Document:
+ + + + + + +

#91
Jan1212, 05:17 PM

P: 661

http://www.amazon.co.uk/reader/03064...TF8&query=moon (The relevant section starts on p 273 called 'When Can We Ignore Symmetrization and AntiSymmetrization?') The point is that the the type of effect Cox tried to popularize, is in fact completely negligible in practice, even if quantum mechanics, as we currently formulate it, is exactly theoretically correct. But he did link to lecture notes where this point was made explicit to ~50 decimal places in his first post on the thread (several weeks ago) 



#92
Jan1212, 07:19 PM

P: 27

Wikipedia can be a good starting point, right? From there you can check all the references to see if the authors are from a university, research facility, or published in a reputable journal. Peer reviewed is more reliable and clearly, arXiv is not peer reviewed. It can contain some dubious eprints but most of the authors care about what they write. If the website ends with .gov or .edu it’s probably a good source, right? Can you think of anything thing else to add? List of Scientific Journals How the Scientific Peer Review Process works Misconceptions about science What is Science? P.S. If you’re such a stickler, here’s a suggestion for your next write up. Why does a photon slow down in a medium? There are tons of explanations out there. Here is ZapperZ’s explanation from in here and another from yahoo. Is either of these explanations accurate? If not, then perhaps you could provide a better one on your blog. http://www.physicsforums.com/showpos...93&postcount=4 http://answers.yahoo.com/question/in...8084206AALZBC5 



#93
Jan1212, 11:42 PM

Sci Advisor
P: 8,002

Let me add that although the topic was first introduced in scenario where the effect is so small as to be practically negligible  the antisymmetry of fermionic wavefunctions that Cox talks about is very important. Matter would not be stable without it, nor neutron stars exist.

+ + + + + + +

Entries provided:

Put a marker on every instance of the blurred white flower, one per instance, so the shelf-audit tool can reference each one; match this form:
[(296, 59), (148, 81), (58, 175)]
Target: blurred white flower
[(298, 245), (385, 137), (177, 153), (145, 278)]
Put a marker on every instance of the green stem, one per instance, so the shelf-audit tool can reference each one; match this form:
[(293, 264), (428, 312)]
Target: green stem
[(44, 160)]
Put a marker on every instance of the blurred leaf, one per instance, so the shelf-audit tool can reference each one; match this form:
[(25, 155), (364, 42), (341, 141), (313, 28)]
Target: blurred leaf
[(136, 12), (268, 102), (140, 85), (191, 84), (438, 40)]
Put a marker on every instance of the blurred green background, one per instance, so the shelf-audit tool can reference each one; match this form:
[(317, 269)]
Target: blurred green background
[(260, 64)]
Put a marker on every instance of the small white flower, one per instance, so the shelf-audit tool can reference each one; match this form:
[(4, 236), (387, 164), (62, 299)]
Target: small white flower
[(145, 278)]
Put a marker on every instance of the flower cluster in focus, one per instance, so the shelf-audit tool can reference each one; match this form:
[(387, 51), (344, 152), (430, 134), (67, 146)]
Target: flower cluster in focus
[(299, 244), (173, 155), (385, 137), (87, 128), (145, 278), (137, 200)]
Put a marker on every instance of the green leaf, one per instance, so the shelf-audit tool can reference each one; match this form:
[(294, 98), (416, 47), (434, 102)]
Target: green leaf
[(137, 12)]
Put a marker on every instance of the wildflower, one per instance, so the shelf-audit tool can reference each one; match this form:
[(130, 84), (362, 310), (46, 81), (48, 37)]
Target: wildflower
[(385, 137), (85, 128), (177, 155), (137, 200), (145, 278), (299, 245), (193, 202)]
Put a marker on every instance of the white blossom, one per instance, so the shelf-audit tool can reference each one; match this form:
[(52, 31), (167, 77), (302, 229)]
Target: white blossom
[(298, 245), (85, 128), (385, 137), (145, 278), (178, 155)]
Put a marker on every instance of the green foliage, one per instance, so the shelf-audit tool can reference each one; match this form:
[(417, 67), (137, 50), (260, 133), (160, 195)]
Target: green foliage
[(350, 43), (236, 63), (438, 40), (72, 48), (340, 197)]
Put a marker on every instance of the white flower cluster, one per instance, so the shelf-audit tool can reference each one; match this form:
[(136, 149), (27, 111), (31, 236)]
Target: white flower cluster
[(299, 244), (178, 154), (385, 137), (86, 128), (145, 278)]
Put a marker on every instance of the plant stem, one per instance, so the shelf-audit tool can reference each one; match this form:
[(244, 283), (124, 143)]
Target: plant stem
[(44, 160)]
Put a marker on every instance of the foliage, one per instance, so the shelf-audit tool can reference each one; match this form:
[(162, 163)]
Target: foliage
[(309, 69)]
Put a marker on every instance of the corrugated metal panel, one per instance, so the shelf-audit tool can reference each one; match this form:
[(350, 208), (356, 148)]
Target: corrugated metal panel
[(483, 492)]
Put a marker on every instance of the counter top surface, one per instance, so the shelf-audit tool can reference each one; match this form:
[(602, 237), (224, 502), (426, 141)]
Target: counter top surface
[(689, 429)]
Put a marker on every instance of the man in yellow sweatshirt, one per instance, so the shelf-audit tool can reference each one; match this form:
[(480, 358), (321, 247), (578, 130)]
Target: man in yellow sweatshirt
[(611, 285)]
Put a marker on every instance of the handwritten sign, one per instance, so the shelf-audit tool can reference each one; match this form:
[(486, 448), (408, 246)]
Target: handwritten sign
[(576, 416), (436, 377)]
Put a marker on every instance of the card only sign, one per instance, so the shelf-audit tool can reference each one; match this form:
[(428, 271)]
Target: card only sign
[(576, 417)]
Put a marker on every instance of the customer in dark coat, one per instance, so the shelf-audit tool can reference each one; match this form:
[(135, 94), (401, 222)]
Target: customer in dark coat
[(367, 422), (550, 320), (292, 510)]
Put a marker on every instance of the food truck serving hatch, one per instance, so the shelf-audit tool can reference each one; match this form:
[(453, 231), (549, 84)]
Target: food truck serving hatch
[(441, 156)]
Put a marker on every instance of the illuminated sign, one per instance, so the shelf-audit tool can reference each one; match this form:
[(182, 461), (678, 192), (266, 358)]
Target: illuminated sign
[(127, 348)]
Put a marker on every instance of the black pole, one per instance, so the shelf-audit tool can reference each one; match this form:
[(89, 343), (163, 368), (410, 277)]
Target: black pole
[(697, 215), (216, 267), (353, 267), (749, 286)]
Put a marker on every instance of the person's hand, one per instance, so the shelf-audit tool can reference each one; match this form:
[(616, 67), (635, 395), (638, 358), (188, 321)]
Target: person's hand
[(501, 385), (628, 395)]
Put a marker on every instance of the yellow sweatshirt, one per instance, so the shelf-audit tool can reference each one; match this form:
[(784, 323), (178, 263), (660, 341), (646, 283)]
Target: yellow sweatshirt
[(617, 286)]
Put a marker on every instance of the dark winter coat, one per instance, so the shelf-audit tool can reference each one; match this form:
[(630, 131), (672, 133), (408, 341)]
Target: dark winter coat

+ + + + + + +

Tasks to perform:
• 1. According to the forum thread, what would not be stable without the antisymmetry of fermionic wavefunctions?
• 2. Reproduce the passage of the forum thread between "Sci Advisor" and "neutron stars exist.", inclusive.
The records play no part in this work.

Answers in order:
• 1. Matter would not be stable without it.

• 2.
Sci Advisor
P: 8,002

Let me add that although the topic was first introduced in scenario where the effect is so small as to be practically negligible  the antisymmetry of fermionic wavefunctions that Cox talks about is very important. Matter would not be stable without it, nor neutron stars exist.